Change every "one dot per instance" in the listing below to "one point per instance", and write out the whole listing again with nothing else altered.

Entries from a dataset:
::::
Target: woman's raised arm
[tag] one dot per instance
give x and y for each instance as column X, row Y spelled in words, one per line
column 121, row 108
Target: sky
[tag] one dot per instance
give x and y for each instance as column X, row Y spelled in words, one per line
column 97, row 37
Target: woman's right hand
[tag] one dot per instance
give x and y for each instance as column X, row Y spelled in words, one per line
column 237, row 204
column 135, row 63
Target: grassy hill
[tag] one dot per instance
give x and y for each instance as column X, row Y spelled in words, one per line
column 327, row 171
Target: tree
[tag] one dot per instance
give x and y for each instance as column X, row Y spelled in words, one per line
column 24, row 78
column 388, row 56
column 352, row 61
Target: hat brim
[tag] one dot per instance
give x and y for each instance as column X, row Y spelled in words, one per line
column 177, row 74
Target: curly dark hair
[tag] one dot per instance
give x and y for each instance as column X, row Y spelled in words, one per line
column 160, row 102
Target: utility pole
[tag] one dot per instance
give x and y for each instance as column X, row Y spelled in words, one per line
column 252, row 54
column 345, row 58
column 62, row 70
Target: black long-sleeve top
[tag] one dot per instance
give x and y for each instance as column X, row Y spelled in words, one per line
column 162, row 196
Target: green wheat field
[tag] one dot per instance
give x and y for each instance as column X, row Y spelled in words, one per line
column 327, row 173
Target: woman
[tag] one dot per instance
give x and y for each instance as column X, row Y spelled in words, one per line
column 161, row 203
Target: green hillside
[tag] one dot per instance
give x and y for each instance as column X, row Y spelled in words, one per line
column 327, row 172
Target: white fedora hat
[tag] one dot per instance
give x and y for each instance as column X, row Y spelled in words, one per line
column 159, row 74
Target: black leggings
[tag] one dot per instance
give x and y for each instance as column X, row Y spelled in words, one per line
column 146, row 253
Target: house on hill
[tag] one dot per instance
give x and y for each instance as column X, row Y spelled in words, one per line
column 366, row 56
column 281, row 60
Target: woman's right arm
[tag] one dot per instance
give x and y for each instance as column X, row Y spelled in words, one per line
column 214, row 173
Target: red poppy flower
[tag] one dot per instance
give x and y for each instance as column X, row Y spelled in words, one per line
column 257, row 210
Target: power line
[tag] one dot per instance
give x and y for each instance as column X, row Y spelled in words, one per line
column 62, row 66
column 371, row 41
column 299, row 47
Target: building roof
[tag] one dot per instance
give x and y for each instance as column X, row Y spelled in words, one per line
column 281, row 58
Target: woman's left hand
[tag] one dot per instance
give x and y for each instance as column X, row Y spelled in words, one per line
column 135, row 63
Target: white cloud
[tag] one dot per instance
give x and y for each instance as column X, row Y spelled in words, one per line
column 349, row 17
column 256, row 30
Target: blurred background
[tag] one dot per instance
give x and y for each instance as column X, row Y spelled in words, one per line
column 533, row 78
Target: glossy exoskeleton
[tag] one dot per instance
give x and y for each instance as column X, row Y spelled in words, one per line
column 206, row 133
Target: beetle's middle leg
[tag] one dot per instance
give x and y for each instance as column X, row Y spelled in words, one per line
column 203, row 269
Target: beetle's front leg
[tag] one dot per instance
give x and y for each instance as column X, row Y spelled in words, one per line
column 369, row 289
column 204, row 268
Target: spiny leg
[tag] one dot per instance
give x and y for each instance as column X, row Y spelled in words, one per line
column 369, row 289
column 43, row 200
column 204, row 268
::::
Response to the task:
Target: woman's raised arm
[tag] one point per instance
give x and y for each instance as column X, row Y spelled in words, one per line
column 121, row 108
Target: sky
[tag] one point per instance
give x and y for each instance as column X, row Y spelled in words, one per line
column 97, row 37
Target: woman's right hand
[tag] one point per instance
give x and y for each instance as column X, row Y spelled in words, one per line
column 237, row 204
column 135, row 63
Target: grassy hill
[tag] one point per instance
give x and y for each instance as column X, row Y spelled in words, one per line
column 327, row 171
Target: tree
[tag] one point per instance
give x and y for each instance as column X, row Y spelled in words, one per line
column 24, row 78
column 388, row 56
column 352, row 61
Target: hat brim
[tag] one point per instance
give x and y for each instance as column X, row Y spelled in words, one per line
column 177, row 74
Target: curly dark hair
[tag] one point per instance
give x and y for each instance as column X, row Y spelled in words, one per line
column 160, row 102
Target: utility pole
[tag] one point per instance
give x and y for each instance as column X, row Y spelled in words, one per line
column 252, row 54
column 345, row 58
column 62, row 70
Target: black long-sleeve top
[tag] one point per instance
give x and y for each instance as column X, row Y spelled in words, one per line
column 162, row 196
Target: green wheat field
[tag] one point per instance
give x and y for each instance as column X, row Y spelled in words, one per line
column 327, row 173
Target: woman
[tag] one point per instance
give x and y for each instance as column X, row Y spelled in words, one per line
column 161, row 203
Target: green hillside
[tag] one point per instance
give x and y for each instance as column X, row Y spelled in words, one per line
column 327, row 172
Target: white fedora hat
[tag] one point per instance
give x and y for each instance as column X, row Y spelled in words, one per line
column 159, row 74
Target: black leggings
[tag] one point per instance
give x and y for each instance as column X, row Y spelled in words, one per line
column 146, row 253
Target: house on hill
[tag] one point per instance
give x and y for each instance as column X, row Y spelled in words, one per line
column 366, row 56
column 281, row 60
Target: woman's right arm
[tag] one point per instance
give x and y for each instance as column X, row Y spelled in words, one per line
column 214, row 173
Target: red poppy flower
[tag] one point per instance
give x and y for each instance as column X, row Y spelled in words, one per line
column 257, row 210
Target: power line
[tag] one point per instance
give x and y for each instance as column X, row Y spelled in words, one per line
column 62, row 66
column 371, row 41
column 299, row 47
Target: building roof
[tag] one point per instance
give x and y for each instance as column X, row Y spelled in words, one per line
column 281, row 58
Target: woman's left hand
[tag] one point per instance
give x and y for each instance as column X, row Y spelled in words, one per line
column 135, row 63
Target: white cloud
[tag] one point per instance
give x and y for each instance as column X, row Y spelled in words, one per line
column 349, row 17
column 256, row 30
Target: blurred background
[tag] one point per instance
give x and y for each instance as column X, row Y spelled in words, one per line
column 533, row 78
Target: glossy exoskeleton
[tag] one point per instance
give x and y for each instance as column X, row Y spelled in words, one per line
column 206, row 133
Target: beetle's middle leg
[tag] one point per instance
give x and y for each instance as column X, row Y spelled in words, one per line
column 203, row 269
Target: beetle's front leg
[tag] one point per instance
give x and y for each instance as column X, row Y spelled in words, one per line
column 369, row 289
column 204, row 268
Target: spiny leg
[tag] one point per instance
give x and y for each instance as column X, row Y spelled in words, one per line
column 369, row 289
column 43, row 200
column 204, row 268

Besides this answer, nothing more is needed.